» Extracted information
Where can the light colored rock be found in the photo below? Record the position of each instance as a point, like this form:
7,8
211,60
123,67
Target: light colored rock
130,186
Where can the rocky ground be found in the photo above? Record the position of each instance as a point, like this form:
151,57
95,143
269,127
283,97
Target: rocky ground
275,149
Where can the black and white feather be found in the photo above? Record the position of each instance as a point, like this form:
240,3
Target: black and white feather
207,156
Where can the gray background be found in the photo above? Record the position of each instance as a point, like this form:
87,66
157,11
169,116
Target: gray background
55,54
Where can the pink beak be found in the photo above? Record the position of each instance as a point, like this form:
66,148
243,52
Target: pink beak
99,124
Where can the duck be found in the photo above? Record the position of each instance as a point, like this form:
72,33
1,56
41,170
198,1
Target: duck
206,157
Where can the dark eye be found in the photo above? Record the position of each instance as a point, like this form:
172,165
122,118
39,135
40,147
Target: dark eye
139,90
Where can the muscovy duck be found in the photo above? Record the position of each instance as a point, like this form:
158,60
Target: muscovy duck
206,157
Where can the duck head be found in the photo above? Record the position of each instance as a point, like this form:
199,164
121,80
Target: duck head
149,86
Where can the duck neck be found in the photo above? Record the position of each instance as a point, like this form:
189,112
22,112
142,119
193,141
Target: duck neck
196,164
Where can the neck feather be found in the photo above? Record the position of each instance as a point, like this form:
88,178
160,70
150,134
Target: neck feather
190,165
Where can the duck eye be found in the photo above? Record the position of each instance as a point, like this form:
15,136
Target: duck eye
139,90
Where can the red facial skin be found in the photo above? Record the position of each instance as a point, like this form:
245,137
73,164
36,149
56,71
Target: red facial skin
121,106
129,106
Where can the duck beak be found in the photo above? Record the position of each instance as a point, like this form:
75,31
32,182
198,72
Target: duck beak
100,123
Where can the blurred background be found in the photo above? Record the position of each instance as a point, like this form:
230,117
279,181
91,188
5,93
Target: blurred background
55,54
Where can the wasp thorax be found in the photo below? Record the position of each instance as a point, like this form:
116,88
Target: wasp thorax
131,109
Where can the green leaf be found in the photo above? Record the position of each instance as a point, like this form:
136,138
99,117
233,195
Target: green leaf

» Exercise brief
Go through the material and copy out every line with "leaf" in it.

» Answer space
Where can the green leaf be found in the photo above? Record the position of each instance as a point, like this form:
Target: green leaf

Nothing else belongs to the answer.